Sunday, January 12, 2014

KC - KC Ten

This month marks the thirtieth anniversary of KC Ten, the tenth studio album from KC and the Sunshine Band. It spent eighteen weeks on the US Billboard Album chart, peaking at number 93. It would also be their last album before the band disbanded; it would be another decade before they reformed again.

Side one begins with “Give It Up”. Although the song also appeared on their previous album All In A Night’s Work from 1982, it really took off as a single from this one. It went to number 43 in Canada, number 24 on the US Billboard Dance chart, number 23 in Germany, number 18 on the US Billboard Hot 100, number 8 in the Netherlands, number 4 in New Zealand, number 3 in Australia, number 2 in Belgium, and number 1 in Ireland and the UK. This one gets the energy level right up out of the gate, with the powerful horn section and an infectious rhythm. It is definitely a favorite of mine as it has the ability to brighten my mood greatly.

“Are You Ready” keeps the party going with a bouncy beat. As the second single, it stalled at number 104 on the US Billboard Hot 200 chart but went to number 22 in Australia. The lead vocals are delivered in mostly a falsetto.

▸ **Required actions**:
A. According to the KC Ten review, what was the album's highest position on the US Billboard Album chart?
B. Pick up the KC Ten album review after its final sentence and keep writing in the same manner.

▸ **Data excerpts**:
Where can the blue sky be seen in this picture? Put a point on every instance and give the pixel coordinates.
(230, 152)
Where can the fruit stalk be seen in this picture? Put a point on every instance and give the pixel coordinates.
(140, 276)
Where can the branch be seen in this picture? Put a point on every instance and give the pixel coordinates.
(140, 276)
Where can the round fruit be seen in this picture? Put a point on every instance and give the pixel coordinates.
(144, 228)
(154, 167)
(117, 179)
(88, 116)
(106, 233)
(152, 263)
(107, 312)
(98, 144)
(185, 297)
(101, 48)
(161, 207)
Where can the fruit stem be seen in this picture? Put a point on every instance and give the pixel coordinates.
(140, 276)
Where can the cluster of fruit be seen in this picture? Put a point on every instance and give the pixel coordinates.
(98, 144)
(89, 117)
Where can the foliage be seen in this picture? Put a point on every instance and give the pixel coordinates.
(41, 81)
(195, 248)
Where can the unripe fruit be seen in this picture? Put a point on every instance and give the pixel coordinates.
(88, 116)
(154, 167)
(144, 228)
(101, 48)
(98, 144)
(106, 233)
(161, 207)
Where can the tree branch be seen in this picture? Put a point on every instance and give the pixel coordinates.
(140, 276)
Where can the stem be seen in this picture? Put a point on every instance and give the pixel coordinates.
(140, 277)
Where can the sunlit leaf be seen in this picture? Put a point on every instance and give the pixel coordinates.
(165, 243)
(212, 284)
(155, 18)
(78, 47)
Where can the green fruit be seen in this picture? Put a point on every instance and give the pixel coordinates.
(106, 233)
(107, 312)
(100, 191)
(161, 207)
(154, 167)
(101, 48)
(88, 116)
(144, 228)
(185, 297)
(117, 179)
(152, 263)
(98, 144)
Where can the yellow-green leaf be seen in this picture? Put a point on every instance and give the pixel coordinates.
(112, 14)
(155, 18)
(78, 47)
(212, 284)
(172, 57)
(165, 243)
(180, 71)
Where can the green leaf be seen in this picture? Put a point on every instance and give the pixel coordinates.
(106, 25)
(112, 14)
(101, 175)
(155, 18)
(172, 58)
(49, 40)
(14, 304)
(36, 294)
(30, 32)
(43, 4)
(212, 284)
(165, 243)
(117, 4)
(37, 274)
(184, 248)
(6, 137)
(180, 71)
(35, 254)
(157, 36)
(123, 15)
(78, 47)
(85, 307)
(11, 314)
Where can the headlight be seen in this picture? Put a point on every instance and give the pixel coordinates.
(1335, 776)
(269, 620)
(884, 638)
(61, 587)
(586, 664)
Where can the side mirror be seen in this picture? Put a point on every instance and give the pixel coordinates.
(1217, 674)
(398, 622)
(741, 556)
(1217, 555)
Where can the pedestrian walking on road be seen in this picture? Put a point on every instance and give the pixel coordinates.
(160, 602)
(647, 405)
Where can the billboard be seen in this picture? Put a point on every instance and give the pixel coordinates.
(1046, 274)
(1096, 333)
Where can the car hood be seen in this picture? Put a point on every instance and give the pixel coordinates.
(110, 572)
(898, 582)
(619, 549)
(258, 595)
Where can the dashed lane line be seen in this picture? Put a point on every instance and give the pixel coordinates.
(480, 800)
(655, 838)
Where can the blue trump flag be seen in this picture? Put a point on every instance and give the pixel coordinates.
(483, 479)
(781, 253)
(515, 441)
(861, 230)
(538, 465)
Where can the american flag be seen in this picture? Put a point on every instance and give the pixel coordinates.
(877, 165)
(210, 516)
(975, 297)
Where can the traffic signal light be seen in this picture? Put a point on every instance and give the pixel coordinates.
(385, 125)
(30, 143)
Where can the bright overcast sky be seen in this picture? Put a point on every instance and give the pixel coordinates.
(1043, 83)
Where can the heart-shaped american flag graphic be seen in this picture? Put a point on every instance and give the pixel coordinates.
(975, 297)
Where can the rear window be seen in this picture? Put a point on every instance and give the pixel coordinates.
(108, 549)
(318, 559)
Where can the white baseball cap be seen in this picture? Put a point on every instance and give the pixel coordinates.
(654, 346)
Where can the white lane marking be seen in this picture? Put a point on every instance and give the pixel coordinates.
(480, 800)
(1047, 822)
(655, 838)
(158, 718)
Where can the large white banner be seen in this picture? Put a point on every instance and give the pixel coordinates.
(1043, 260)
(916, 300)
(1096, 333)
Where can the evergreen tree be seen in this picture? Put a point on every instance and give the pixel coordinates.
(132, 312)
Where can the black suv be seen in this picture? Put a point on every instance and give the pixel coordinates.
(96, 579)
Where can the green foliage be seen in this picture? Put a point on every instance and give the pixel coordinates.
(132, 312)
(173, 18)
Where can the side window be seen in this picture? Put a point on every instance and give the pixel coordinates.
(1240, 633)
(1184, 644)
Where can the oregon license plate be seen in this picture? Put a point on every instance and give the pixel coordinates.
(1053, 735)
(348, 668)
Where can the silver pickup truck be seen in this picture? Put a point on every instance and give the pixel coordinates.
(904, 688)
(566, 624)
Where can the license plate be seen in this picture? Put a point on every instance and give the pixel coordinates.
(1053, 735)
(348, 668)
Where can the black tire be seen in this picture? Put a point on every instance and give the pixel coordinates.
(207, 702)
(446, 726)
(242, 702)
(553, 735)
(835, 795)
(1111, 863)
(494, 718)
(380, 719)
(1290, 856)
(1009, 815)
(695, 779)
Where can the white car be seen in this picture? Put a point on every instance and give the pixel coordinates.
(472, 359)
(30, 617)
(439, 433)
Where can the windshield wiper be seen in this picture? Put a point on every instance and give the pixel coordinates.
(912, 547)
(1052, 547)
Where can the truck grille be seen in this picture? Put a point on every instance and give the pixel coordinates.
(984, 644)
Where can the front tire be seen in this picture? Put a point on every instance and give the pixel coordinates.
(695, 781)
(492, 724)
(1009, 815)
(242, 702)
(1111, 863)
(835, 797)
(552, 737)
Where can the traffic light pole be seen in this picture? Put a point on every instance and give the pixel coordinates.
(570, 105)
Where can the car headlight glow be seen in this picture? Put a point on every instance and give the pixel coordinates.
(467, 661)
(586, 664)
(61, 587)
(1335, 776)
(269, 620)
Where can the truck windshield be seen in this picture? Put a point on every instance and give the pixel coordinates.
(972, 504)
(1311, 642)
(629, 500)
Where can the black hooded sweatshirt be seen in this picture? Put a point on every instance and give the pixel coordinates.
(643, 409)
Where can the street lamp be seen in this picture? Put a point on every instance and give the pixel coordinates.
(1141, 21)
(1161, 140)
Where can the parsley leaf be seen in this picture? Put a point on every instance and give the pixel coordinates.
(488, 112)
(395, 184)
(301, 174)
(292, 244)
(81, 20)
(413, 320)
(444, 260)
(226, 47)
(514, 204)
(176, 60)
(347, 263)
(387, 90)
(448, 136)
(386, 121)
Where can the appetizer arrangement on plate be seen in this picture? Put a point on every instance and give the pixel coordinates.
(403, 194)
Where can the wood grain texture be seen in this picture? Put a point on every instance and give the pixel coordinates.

▸ **Responses by task**:
A. Number 93.

B.
KC goes to the other extreme with his vocals for “On the Top”; he goes for a guttural growl to go with the track’s harder rocking edge.

“Don’t Break My Heart” and “Nobody Knows”, two mid-tempo dance tracks, close out the side. Both have elements that reflect back upon the band’s late 70’s charting days. The latter of the two filters in some slight synth elements though.

Side two opens with “Too High”, an up-tempo song about a young woman who is caught up in the world of designer drugs.

Things slow down with the love ballads “Don’t Let Go” and “In My World”.

“Let’s Get Together” is a duet with Margaret Reynolds, who had been one of the backing singers with the band for years. The two harmonize quite well on this mid-tempo R&B jam. I smiled at the usage of a children’s song as part of the fading out refrain.

The album closes with a cool cover of Sly and the Family Stone’s 1969 hit “Thank You (Falettinme Be Mice Elf Agin)”. I think this could have been a pretty good single if they had released it.

KC Ten is one of those records that faded into the lost zone of the 80’s; you can find copies in vinyl and cassette on eBay though. While some of the tracks have hit CD collections, the entire grouping has yet to surface in its original package content. As a long-time, card-carrying disco fan, I certainly enjoyed the songs here - in particular the more up-tempo dance numbers.